Answer these questions from the text on tradition history:
1. Who developed tradition criticism?
2. Whose analysis of Scandinavian folklore is tradition history connected with?
3. What did Gunkel admit about Olrik's laws?

- _TEXT UNDER STUDY_:

-*-

= Tradition history =

Methodology of biblical criticism

Tradition history or tradition criticism is a methodology of biblical criticism that situates a text within a stream of a specific tradition in history and attempts to describe the development of the tradition over the course of time. Tradition criticism was developed by Hermann Gunkel. Tradition history seeks to analyze biblical literature in terms of the process by which biblical traditions passed from stage to stage into their final form, especially how they passed from oral tradition to written form. Tradition history/criticism is a sister discipline of form criticism—also associated with Gunkel, who used the results of source and form criticism to develop the history of tradition interpretation. Form criticism and tradition criticism thus overlap, though the former is more narrow in focus. Tradition history is connected with secular folklore studies, especially Axel Olrik's analysis of Scandinavian folklore and the "laws" which he established concerning the nature of such folklore. The stories in the Bible were then analyzed on the basis of these "laws".

== Strengths and weaknesses ==
Tradition history forces interpreters to consider the possibility that some texts may have had an oral prehistory. It also notes that past traditions were retold and used for a present purpose; that it was made real, vital, or relevant for each successive generation.

The method also has weaknesses. Tradition history creates highly speculative reconstructions, often built on the speculative deductions from source criticism. Moreover, tradition history may exaggerate the role of oral tradition. If texts were written soon after they were spoken so that there was not a long oral prehistory, then the assumptions of tradition history fall to the ground. The use of Olrik's laws is also dubious: It may be a tenuous analogy to compare Icelandic folklore with Hebrew folklore since they are very different cultures. Some folklorists question whether Olrik's laws apply even to Scandinavian literature much less any other (Gunkel admitted they did not apply to all stories in Genesis).

-*-

Natural language region descriptions

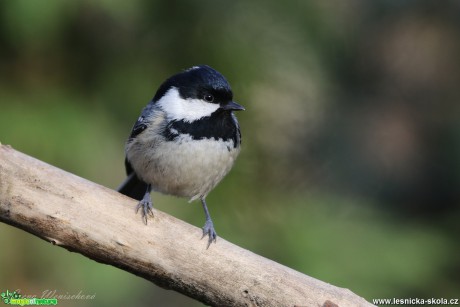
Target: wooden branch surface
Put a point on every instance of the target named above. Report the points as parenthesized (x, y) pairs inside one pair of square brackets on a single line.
[(101, 224)]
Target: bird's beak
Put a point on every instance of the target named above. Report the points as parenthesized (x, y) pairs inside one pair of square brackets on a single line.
[(233, 106)]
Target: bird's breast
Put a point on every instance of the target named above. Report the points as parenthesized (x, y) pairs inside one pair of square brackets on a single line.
[(181, 165)]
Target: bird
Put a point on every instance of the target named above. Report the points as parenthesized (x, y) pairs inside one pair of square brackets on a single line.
[(184, 142)]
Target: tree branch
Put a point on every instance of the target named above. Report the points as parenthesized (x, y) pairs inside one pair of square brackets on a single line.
[(100, 223)]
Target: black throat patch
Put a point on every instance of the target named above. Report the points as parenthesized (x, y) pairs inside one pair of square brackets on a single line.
[(220, 125)]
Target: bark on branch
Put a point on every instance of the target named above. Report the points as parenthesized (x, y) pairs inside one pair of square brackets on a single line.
[(100, 223)]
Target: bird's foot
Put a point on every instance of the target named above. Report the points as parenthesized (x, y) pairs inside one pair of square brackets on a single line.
[(147, 208), (208, 229)]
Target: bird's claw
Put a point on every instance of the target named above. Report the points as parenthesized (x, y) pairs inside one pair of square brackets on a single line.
[(147, 209), (208, 229)]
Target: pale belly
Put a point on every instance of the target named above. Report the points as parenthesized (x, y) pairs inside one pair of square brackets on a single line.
[(190, 168)]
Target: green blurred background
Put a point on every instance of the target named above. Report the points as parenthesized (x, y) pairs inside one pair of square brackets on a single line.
[(350, 166)]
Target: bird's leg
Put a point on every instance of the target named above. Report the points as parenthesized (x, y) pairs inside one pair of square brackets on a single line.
[(146, 204), (208, 228)]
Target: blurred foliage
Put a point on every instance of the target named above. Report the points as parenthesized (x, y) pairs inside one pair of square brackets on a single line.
[(350, 167)]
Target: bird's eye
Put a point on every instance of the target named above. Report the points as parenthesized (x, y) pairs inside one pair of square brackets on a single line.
[(208, 98)]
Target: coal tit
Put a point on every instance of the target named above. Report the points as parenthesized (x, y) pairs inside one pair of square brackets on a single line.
[(184, 142)]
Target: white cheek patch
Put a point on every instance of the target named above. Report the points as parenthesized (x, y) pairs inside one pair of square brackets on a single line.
[(188, 110)]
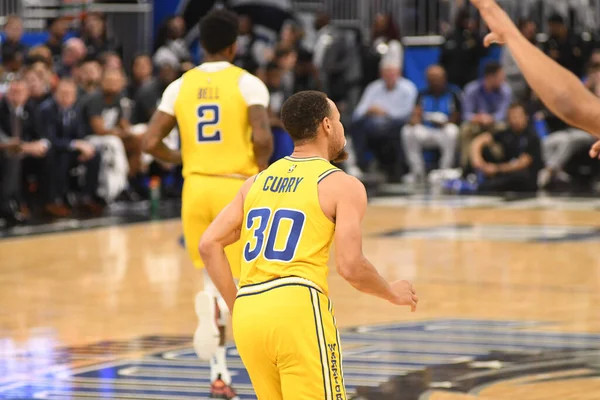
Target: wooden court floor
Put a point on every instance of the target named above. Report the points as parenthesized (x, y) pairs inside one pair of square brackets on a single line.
[(524, 281)]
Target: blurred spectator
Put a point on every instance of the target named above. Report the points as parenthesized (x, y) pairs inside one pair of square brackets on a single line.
[(149, 94), (384, 108), (283, 145), (286, 60), (110, 60), (109, 130), (306, 76), (13, 33), (39, 88), (57, 29), (462, 51), (141, 73), (508, 160), (40, 53), (27, 154), (94, 35), (383, 31), (170, 44), (73, 52), (434, 124), (12, 62), (60, 120), (88, 77), (331, 57), (564, 46), (514, 77), (290, 37), (485, 105)]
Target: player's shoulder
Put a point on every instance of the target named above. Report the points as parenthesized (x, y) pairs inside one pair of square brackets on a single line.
[(339, 182)]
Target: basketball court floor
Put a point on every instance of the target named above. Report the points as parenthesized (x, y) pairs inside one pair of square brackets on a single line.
[(509, 306)]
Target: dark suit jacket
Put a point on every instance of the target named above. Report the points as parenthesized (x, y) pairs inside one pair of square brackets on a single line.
[(28, 132), (58, 126)]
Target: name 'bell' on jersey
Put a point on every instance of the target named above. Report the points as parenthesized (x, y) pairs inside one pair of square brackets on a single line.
[(216, 138), (285, 232)]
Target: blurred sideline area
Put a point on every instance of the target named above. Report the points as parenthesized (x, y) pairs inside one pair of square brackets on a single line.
[(424, 104)]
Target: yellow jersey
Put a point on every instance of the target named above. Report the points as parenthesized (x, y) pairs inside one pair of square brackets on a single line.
[(285, 232), (216, 137)]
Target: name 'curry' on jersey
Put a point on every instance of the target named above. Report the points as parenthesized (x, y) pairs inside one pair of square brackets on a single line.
[(216, 138), (285, 232)]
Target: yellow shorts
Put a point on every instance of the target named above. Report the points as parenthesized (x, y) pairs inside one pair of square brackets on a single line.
[(285, 334), (203, 198)]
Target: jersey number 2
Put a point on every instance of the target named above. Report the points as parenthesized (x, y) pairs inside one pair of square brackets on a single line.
[(208, 116), (270, 228)]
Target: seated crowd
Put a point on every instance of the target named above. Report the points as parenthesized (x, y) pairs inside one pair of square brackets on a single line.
[(72, 119)]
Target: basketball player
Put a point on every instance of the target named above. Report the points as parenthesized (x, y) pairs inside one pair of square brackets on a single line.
[(287, 217), (225, 138), (561, 91)]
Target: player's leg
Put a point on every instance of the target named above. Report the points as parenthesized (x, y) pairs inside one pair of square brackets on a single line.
[(196, 217), (311, 363), (252, 330)]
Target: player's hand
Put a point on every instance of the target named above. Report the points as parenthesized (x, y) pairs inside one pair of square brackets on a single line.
[(595, 150), (496, 19), (404, 294)]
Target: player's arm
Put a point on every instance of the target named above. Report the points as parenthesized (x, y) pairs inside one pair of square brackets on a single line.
[(223, 231), (352, 265), (561, 91), (161, 124), (256, 95)]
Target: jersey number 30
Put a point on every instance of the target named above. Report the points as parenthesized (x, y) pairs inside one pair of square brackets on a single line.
[(268, 228), (208, 117)]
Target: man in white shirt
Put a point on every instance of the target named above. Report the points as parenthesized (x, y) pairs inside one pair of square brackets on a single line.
[(385, 106)]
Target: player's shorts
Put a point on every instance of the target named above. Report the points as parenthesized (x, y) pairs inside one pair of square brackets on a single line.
[(286, 335), (203, 198)]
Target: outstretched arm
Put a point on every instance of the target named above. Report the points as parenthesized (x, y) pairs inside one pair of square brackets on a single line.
[(223, 231), (561, 91), (350, 261)]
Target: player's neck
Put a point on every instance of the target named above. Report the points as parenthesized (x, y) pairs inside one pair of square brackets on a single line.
[(309, 150), (215, 58)]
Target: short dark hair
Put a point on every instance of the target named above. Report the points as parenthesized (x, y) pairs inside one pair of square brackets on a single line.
[(218, 30), (491, 68), (517, 104), (302, 113)]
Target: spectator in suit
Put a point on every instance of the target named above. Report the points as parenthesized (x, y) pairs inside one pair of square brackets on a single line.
[(434, 124), (88, 77), (141, 73), (60, 120), (57, 28), (462, 50), (170, 44), (485, 105), (109, 130), (73, 53), (95, 38), (565, 47), (13, 33), (508, 160), (385, 106), (24, 152)]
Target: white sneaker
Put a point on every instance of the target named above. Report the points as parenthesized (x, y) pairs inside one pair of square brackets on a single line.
[(206, 337)]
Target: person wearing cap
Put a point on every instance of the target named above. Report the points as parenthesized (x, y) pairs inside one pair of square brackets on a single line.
[(386, 105), (564, 47)]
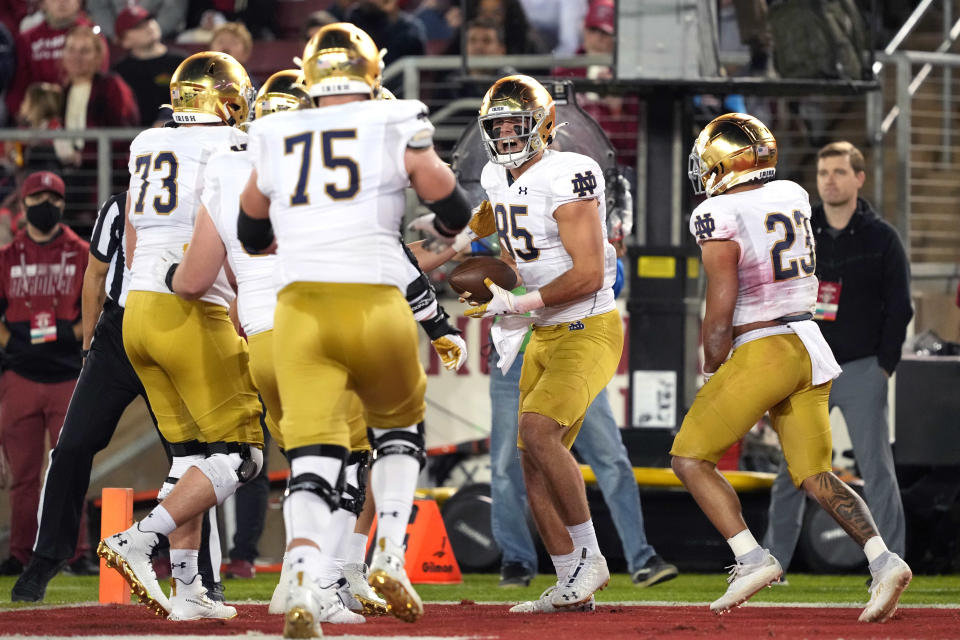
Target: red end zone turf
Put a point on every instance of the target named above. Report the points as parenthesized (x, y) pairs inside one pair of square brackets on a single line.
[(493, 621)]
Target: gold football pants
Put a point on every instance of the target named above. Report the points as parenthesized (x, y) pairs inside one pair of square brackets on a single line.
[(194, 368), (566, 365), (336, 341), (768, 374)]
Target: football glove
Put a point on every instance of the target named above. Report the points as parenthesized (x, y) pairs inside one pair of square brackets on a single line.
[(505, 303), (165, 267), (452, 351), (5, 475)]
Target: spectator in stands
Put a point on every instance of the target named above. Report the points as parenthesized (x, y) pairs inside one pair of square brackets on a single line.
[(170, 14), (92, 99), (617, 114), (12, 12), (8, 66), (520, 37), (233, 38), (148, 68), (863, 309), (440, 19), (484, 38), (340, 8), (39, 49), (41, 109), (202, 33), (560, 31), (754, 25), (40, 336), (316, 20), (397, 31)]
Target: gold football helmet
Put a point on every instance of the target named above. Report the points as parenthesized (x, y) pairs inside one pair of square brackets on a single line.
[(283, 91), (341, 59), (733, 149), (530, 106), (210, 87)]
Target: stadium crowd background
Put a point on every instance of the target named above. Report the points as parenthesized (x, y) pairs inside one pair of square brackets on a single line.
[(124, 54)]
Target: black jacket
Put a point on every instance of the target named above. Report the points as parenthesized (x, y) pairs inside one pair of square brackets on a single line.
[(869, 262)]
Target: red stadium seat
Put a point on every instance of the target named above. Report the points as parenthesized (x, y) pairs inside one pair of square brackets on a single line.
[(291, 14)]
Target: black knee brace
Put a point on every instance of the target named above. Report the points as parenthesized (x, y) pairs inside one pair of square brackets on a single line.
[(358, 494), (312, 482), (389, 444)]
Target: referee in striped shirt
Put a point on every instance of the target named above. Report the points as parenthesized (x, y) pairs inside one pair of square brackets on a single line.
[(107, 385)]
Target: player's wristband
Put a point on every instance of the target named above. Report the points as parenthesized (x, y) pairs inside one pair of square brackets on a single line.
[(528, 302)]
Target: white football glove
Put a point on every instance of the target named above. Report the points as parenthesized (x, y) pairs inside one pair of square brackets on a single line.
[(434, 241), (452, 351), (5, 475), (505, 303)]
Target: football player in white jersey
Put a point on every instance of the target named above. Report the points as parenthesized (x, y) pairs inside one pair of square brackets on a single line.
[(550, 214), (330, 181), (759, 258), (190, 359)]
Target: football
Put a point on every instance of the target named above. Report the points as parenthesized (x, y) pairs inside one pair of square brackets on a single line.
[(469, 275)]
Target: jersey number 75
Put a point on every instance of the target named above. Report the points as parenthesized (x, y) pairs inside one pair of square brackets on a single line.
[(304, 140)]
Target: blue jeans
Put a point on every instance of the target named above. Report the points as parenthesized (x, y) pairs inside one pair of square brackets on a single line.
[(599, 445)]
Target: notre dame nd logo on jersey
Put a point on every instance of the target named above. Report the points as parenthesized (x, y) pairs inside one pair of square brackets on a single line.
[(704, 226), (584, 183)]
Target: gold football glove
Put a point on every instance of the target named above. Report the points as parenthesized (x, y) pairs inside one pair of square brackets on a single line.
[(483, 223), (452, 351)]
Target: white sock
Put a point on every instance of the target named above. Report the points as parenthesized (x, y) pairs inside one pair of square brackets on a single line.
[(562, 564), (394, 480), (742, 544), (584, 535), (357, 548), (874, 548), (304, 557), (184, 564), (158, 521), (341, 524)]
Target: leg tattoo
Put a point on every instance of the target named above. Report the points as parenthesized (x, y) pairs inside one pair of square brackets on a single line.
[(844, 505)]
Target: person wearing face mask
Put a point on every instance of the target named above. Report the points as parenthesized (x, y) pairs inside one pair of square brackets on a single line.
[(41, 279), (41, 48)]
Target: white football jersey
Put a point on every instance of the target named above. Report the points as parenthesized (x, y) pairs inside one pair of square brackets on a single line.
[(226, 175), (526, 226), (335, 177), (777, 254), (166, 178)]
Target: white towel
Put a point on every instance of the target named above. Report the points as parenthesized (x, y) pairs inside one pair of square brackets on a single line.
[(824, 365), (507, 335)]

-*-

- _ANSWER TO THE PROBLEM_:
1. Hermann Gunkel
2. Axel Olrik's
3. He admitted that they did not apply to all stories in Genesis.